▸ What you should do: Write each line exactly, from the line that holds "stabilizer, I would be grateful." through the final line of the material, and no other line.

▸ Entries:
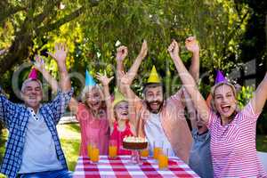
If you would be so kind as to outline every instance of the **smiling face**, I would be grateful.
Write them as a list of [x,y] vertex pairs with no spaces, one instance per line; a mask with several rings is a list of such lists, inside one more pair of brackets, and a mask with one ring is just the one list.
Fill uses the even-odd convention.
[[149,110],[152,113],[158,113],[163,104],[162,85],[146,86],[144,95]]
[[214,105],[221,117],[230,118],[237,109],[234,88],[223,84],[214,90]]
[[126,120],[129,118],[128,117],[128,102],[127,101],[120,101],[114,107],[115,116],[117,120]]
[[85,102],[93,110],[99,110],[102,104],[102,95],[98,87],[93,87],[85,93]]
[[199,115],[197,117],[197,127],[198,134],[202,134],[207,131],[207,126],[200,120]]
[[26,106],[36,111],[43,99],[41,83],[37,80],[27,80],[21,88],[21,97]]

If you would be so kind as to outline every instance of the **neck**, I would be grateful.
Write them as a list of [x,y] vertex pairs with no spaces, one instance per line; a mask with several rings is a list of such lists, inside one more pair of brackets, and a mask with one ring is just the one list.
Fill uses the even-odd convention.
[[119,130],[124,130],[126,125],[126,120],[118,120],[117,121],[117,126]]
[[28,108],[31,108],[34,111],[35,111],[35,113],[37,113],[38,112],[38,109],[39,109],[39,105],[38,106],[36,106],[36,107],[30,107],[30,106],[28,106]]
[[221,116],[221,120],[222,120],[222,125],[225,125],[227,124],[229,124],[231,121],[232,121],[232,119],[235,117],[235,116],[237,115],[237,111],[234,111],[230,117],[222,117]]

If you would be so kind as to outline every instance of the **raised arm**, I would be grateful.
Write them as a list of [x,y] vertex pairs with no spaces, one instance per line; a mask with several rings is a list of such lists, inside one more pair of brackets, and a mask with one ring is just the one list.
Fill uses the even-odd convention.
[[[133,93],[132,89],[130,88],[131,81],[127,74],[122,72],[121,76],[121,87],[125,91],[125,96],[128,101],[128,112],[129,112],[129,120],[130,123],[134,127],[134,132],[136,133],[137,121],[136,121],[136,113],[134,108],[134,101],[136,100],[135,94]],[[138,99],[137,99],[138,100]]]
[[190,36],[185,40],[185,47],[192,53],[190,73],[198,83],[199,78],[199,45],[195,36]]
[[59,85],[63,93],[69,92],[71,89],[71,84],[66,67],[67,52],[68,49],[65,44],[56,44],[55,53],[47,53],[58,63],[58,69],[60,71]]
[[192,128],[197,128],[197,112],[192,102],[192,100],[185,88],[182,88],[182,93],[184,95],[185,105],[189,114],[189,119],[190,120]]
[[258,85],[253,98],[251,99],[251,104],[253,110],[255,114],[262,111],[267,99],[267,73],[265,77]]
[[51,85],[51,88],[53,93],[56,93],[58,91],[59,85],[58,81],[53,77],[50,73],[45,69],[44,68],[44,62],[41,56],[36,55],[35,56],[35,68],[41,72],[44,79],[47,81],[47,83]]
[[119,87],[120,85],[120,73],[125,71],[124,69],[124,60],[128,54],[128,49],[126,46],[122,45],[117,48],[116,61],[117,61],[117,69],[116,69],[116,83]]
[[109,84],[113,79],[113,77],[108,78],[107,76],[103,76],[103,75],[98,73],[96,76],[96,78],[99,81],[101,81],[101,83],[103,85],[104,98],[105,98],[105,102],[106,102],[106,106],[107,106],[108,120],[109,120],[109,127],[112,129],[113,123],[115,122],[115,117],[114,117],[114,110],[113,110],[112,103],[111,103],[111,97],[110,97],[110,93],[109,93]]
[[[125,87],[121,87],[121,74],[124,73],[124,64],[123,64],[123,61],[125,60],[125,58],[127,56],[128,53],[128,49],[126,46],[120,46],[117,49],[117,54],[116,54],[116,60],[117,60],[117,85],[118,86],[120,92],[126,95],[126,91],[125,91]],[[128,76],[129,76],[129,79],[130,79],[130,83],[129,83],[129,87],[132,84],[132,82],[134,81],[137,71],[138,71],[138,68],[142,61],[142,59],[146,56],[147,53],[147,43],[146,41],[144,41],[142,43],[142,46],[141,49],[141,52],[139,53],[139,55],[137,56],[136,60],[134,61],[133,66],[131,67],[131,69],[128,71]],[[130,88],[131,89],[131,88]],[[138,96],[134,93],[134,91],[130,90],[128,92],[132,93],[132,95],[134,95],[134,97],[138,98]],[[139,98],[138,98],[139,99]]]
[[142,42],[142,48],[140,50],[140,53],[139,53],[137,58],[135,59],[134,64],[132,65],[132,67],[130,68],[130,69],[127,72],[131,84],[133,83],[133,81],[138,72],[138,69],[141,65],[141,62],[146,57],[147,53],[148,53],[148,44],[147,44],[147,41],[144,40]]
[[179,56],[179,45],[175,40],[172,42],[172,44],[168,47],[168,52],[173,59],[180,78],[190,95],[192,101],[194,103],[197,111],[198,112],[203,122],[207,125],[208,123],[208,115],[209,109],[206,103],[206,101],[202,97],[201,93],[198,92],[196,82],[192,76],[186,69],[183,65],[180,56]]

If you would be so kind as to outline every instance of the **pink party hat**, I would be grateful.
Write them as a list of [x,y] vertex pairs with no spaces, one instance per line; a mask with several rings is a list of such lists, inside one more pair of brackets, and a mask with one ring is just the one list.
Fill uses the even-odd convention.
[[31,79],[37,79],[37,70],[35,67],[32,67],[28,76],[28,78],[31,78]]
[[227,82],[227,79],[224,77],[222,72],[221,70],[217,69],[215,84],[218,84],[221,82]]

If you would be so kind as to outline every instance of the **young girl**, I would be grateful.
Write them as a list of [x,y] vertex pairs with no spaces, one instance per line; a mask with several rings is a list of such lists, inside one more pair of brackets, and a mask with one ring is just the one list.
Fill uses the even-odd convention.
[[192,126],[193,143],[190,152],[189,166],[200,177],[214,177],[210,152],[210,132],[199,119],[190,95],[183,88],[185,104]]
[[[56,58],[66,55],[67,52],[57,51]],[[53,92],[58,90],[57,81],[44,69],[44,61],[37,56],[36,68],[48,81]],[[109,141],[109,126],[107,119],[106,106],[103,101],[103,94],[101,87],[95,84],[93,77],[86,72],[85,87],[82,92],[82,102],[71,98],[69,104],[69,109],[76,115],[81,130],[80,156],[87,157],[87,145],[96,144],[101,155],[108,155]]]
[[135,134],[134,126],[130,122],[128,101],[123,94],[115,89],[115,99],[111,104],[109,84],[113,77],[98,74],[97,78],[103,85],[105,101],[107,105],[108,119],[111,130],[110,142],[115,142],[117,148],[117,155],[130,155],[132,151],[123,148],[122,142],[125,137],[133,136]]
[[69,109],[81,129],[80,155],[87,156],[87,145],[94,144],[101,155],[108,155],[109,126],[103,93],[98,85],[87,85],[82,92],[82,102],[70,100]]
[[256,121],[267,98],[267,73],[240,111],[237,110],[235,87],[228,82],[215,85],[211,91],[214,110],[210,110],[179,57],[177,42],[173,41],[168,51],[203,124],[210,131],[214,176],[267,177],[255,149]]

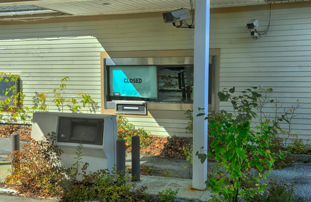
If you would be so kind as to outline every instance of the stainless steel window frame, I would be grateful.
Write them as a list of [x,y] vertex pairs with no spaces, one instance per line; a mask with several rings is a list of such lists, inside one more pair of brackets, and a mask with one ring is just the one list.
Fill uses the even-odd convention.
[[[194,57],[138,57],[138,58],[103,58],[104,64],[104,108],[113,108],[115,107],[116,102],[122,102],[122,101],[107,101],[107,92],[108,92],[108,77],[107,75],[107,66],[114,65],[193,65]],[[127,102],[146,102],[142,101],[128,101]],[[160,102],[158,103],[168,103]]]

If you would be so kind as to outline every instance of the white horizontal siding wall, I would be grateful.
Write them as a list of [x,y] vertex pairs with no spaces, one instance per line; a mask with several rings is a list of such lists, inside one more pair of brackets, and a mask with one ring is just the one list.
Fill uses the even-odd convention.
[[[58,18],[63,22],[44,20],[0,25],[0,72],[20,75],[21,89],[28,107],[36,93],[47,92],[53,99],[52,89],[68,77],[66,96],[90,94],[99,107],[95,112],[100,113],[101,51],[193,48],[194,30],[165,23],[160,14],[159,17],[65,22],[67,18]],[[47,102],[49,111],[58,111]],[[90,113],[87,110],[81,111]],[[185,118],[130,120],[155,135],[189,136],[185,133]]]
[[[264,30],[269,10],[211,14],[210,31],[210,47],[220,49],[220,90],[235,86],[238,94],[253,86],[272,88],[269,94],[282,103],[281,111],[299,99],[304,105],[296,112],[299,116],[292,133],[305,140],[311,138],[310,10],[272,10],[269,31],[258,40],[251,37],[246,24],[258,19],[258,29]],[[220,109],[232,110],[230,104],[220,102]],[[272,112],[273,106],[269,103],[264,110]],[[286,129],[286,124],[281,125]]]

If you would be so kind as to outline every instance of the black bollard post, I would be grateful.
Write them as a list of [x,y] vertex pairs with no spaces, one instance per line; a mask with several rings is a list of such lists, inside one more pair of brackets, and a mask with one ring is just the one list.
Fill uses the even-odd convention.
[[181,95],[183,98],[186,98],[186,88],[181,88]]
[[181,89],[181,72],[178,72],[178,88]]
[[139,136],[132,136],[132,179],[140,181],[140,140]]
[[[20,149],[19,145],[19,134],[18,133],[12,133],[11,134],[11,153],[13,153],[14,151],[18,150]],[[12,173],[13,174],[15,171],[15,159],[13,158],[12,159],[13,165],[11,167]]]
[[125,176],[125,141],[124,140],[117,141],[117,173],[122,178]]
[[188,100],[190,100],[190,86],[187,85],[186,86],[186,91],[187,91],[187,99]]
[[185,71],[181,71],[181,86],[185,87]]

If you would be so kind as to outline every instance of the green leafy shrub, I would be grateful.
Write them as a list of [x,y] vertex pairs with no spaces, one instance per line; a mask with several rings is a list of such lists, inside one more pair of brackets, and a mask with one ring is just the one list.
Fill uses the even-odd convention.
[[[250,185],[255,180],[260,181],[262,177],[267,179],[273,170],[276,159],[284,159],[284,152],[272,153],[269,149],[267,142],[274,137],[272,126],[262,122],[259,131],[250,128],[250,121],[257,116],[253,110],[258,106],[256,101],[261,96],[256,92],[257,88],[246,89],[242,92],[242,95],[235,97],[231,94],[234,92],[234,87],[219,92],[220,101],[231,102],[233,113],[224,112],[226,117],[224,120],[210,120],[210,136],[213,140],[212,151],[215,152],[214,159],[221,169],[214,171],[206,183],[213,192],[223,195],[225,200],[234,202],[238,201],[239,195],[248,198],[264,191],[265,184],[261,186],[256,184],[253,187]],[[206,116],[205,119],[208,119],[204,109],[198,109],[201,113],[197,116]],[[198,151],[196,155],[202,163],[207,157],[206,153]],[[211,155],[210,153],[210,157]],[[257,168],[258,176],[248,173],[252,171],[252,167]]]
[[173,200],[177,196],[179,189],[178,189],[175,191],[173,191],[171,189],[169,189],[159,191],[160,200],[163,202],[172,202]]
[[307,202],[307,201],[295,195],[294,185],[289,186],[284,182],[278,181],[276,179],[271,179],[267,190],[258,193],[253,198],[247,200],[250,202]]
[[128,176],[123,178],[117,173],[115,167],[111,172],[108,169],[85,175],[81,181],[76,181],[64,195],[66,201],[83,201],[100,200],[119,201],[127,199],[130,200],[135,194],[130,191],[133,185],[124,184]]
[[117,115],[117,127],[118,128],[118,139],[125,140],[127,145],[132,146],[132,136],[139,136],[141,147],[145,148],[150,143],[150,132],[147,132],[143,128],[135,129],[133,125],[129,123],[128,119],[124,117],[124,114],[118,113]]
[[25,132],[25,122],[30,117],[28,115],[30,109],[22,105],[26,97],[25,94],[17,92],[16,84],[11,84],[12,82],[16,84],[21,78],[11,73],[0,72],[0,75],[4,76],[0,77],[0,82],[7,83],[8,86],[4,94],[8,97],[0,99],[0,118],[9,123],[12,128],[14,122],[19,118],[24,124]]
[[[66,108],[73,112],[78,112],[81,108],[81,105],[84,108],[87,107],[87,110],[91,112],[99,108],[97,103],[89,95],[83,93],[79,94],[77,99],[74,97],[69,98],[66,96],[65,92],[66,84],[64,82],[69,79],[68,77],[62,79],[59,87],[53,89],[53,95],[50,97],[53,97],[53,99],[50,98],[47,93],[37,94],[33,98],[34,106],[28,107],[23,104],[26,95],[18,92],[18,87],[16,85],[12,84],[12,82],[18,82],[21,78],[11,74],[11,73],[7,74],[0,72],[0,75],[3,76],[0,76],[0,82],[7,83],[8,85],[5,95],[8,95],[9,97],[5,99],[0,98],[0,118],[10,123],[12,127],[14,122],[18,120],[22,121],[24,125],[24,132],[26,132],[25,122],[31,120],[32,113],[37,111],[48,111],[48,105],[52,103],[62,112]],[[50,99],[49,103],[47,103],[47,98]],[[81,103],[82,105],[79,104],[79,103]]]
[[287,146],[286,151],[293,154],[305,154],[311,150],[311,145],[308,143],[304,145],[301,139],[294,140],[294,144]]
[[70,185],[70,171],[58,165],[63,152],[53,144],[55,139],[54,132],[49,133],[47,139],[23,143],[21,149],[8,155],[15,159],[15,169],[7,183],[27,195],[61,195]]

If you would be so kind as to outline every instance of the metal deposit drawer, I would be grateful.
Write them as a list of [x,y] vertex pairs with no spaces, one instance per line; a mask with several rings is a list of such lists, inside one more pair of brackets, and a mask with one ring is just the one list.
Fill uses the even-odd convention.
[[116,103],[116,113],[146,114],[146,103]]

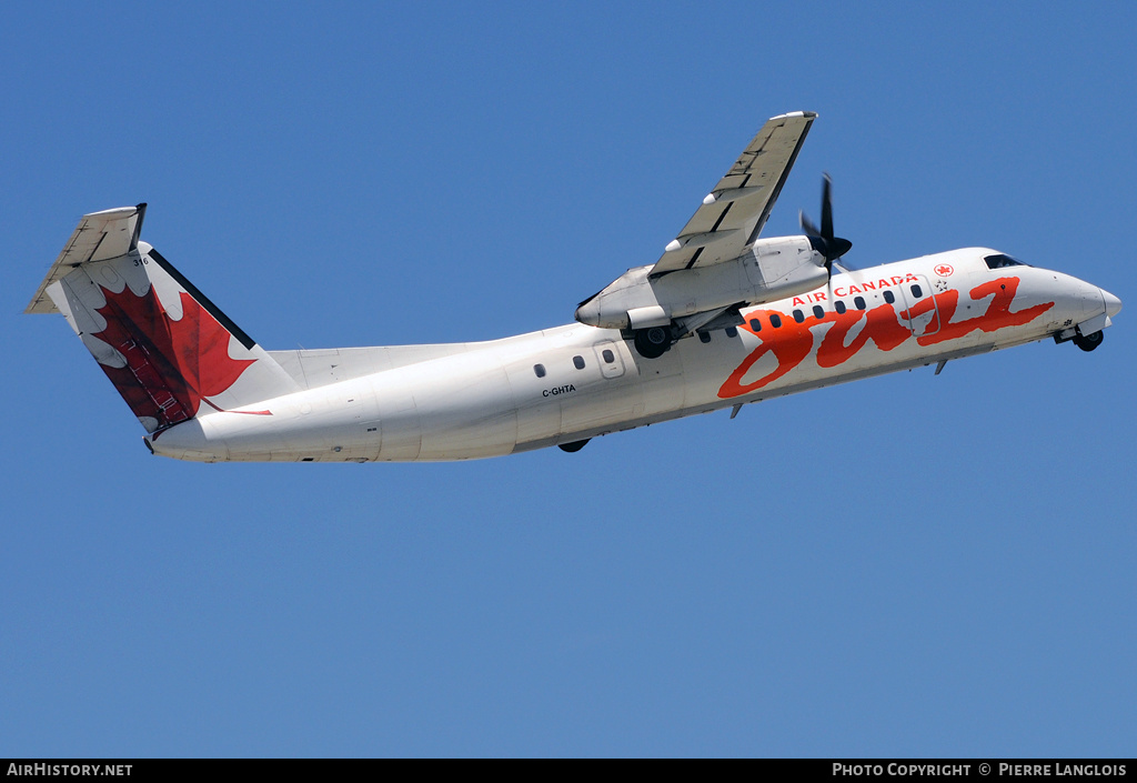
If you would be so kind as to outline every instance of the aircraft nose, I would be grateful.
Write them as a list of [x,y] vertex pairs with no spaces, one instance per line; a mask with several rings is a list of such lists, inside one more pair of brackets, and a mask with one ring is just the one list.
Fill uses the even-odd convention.
[[1109,315],[1110,318],[1113,318],[1114,315],[1121,312],[1121,299],[1113,296],[1104,288],[1101,289],[1101,291],[1102,291],[1102,299],[1105,300],[1105,314]]

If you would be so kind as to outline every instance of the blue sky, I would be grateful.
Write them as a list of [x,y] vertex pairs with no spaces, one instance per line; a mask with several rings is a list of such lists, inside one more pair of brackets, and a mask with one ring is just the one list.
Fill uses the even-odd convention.
[[[0,756],[1132,756],[1128,3],[0,11]],[[198,465],[60,318],[85,212],[267,348],[503,337],[652,263],[766,117],[765,236],[997,247],[1127,310],[459,464]]]

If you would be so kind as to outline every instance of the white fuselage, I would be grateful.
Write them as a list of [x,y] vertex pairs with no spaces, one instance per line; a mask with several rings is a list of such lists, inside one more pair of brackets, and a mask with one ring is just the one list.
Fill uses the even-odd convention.
[[346,349],[366,358],[355,371],[340,352],[281,352],[304,390],[256,414],[204,411],[148,442],[207,462],[498,456],[1040,340],[1120,308],[1059,272],[988,269],[994,253],[835,274],[658,358],[639,356],[616,329],[580,323],[488,343]]

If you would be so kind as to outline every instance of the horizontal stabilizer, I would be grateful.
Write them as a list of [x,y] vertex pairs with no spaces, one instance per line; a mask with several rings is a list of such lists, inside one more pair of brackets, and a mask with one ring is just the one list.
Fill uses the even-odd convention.
[[146,204],[83,215],[24,312],[58,313],[48,287],[82,264],[117,258],[136,249],[144,216]]

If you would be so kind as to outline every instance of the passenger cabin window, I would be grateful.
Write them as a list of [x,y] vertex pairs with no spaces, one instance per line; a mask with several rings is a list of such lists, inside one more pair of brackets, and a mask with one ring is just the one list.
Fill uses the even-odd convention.
[[984,261],[987,262],[987,269],[1003,269],[1004,266],[1027,266],[1018,258],[1012,258],[1009,255],[997,253],[993,256],[984,256]]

▸ Solution:
If you would be so kind as to outline every instance of the horizontal stabilizer, I would be grateful.
Write them as a list of [x,y] vertex pairs with no spaces, one instance per line; a mask with several rings is a list of such lists, inside one more pair of brackets, and a mask with one ring is just the one list.
Fill uses the even-odd convention.
[[146,204],[83,215],[24,312],[58,313],[48,287],[82,264],[117,258],[136,249],[144,216]]

If you would be so kind as to outline every instance of the passenger cabin window, I would be grateful.
Write them as a list of [x,y] vertex pairs with no spaces, one instance per line; a mask with several rings is a list of such lists, inside one more pair of brackets, and a mask with one ring is just the one list.
Fill uses the even-odd convention.
[[984,261],[987,262],[987,269],[1003,269],[1004,266],[1027,266],[1018,258],[1012,258],[1009,255],[997,253],[993,256],[984,256]]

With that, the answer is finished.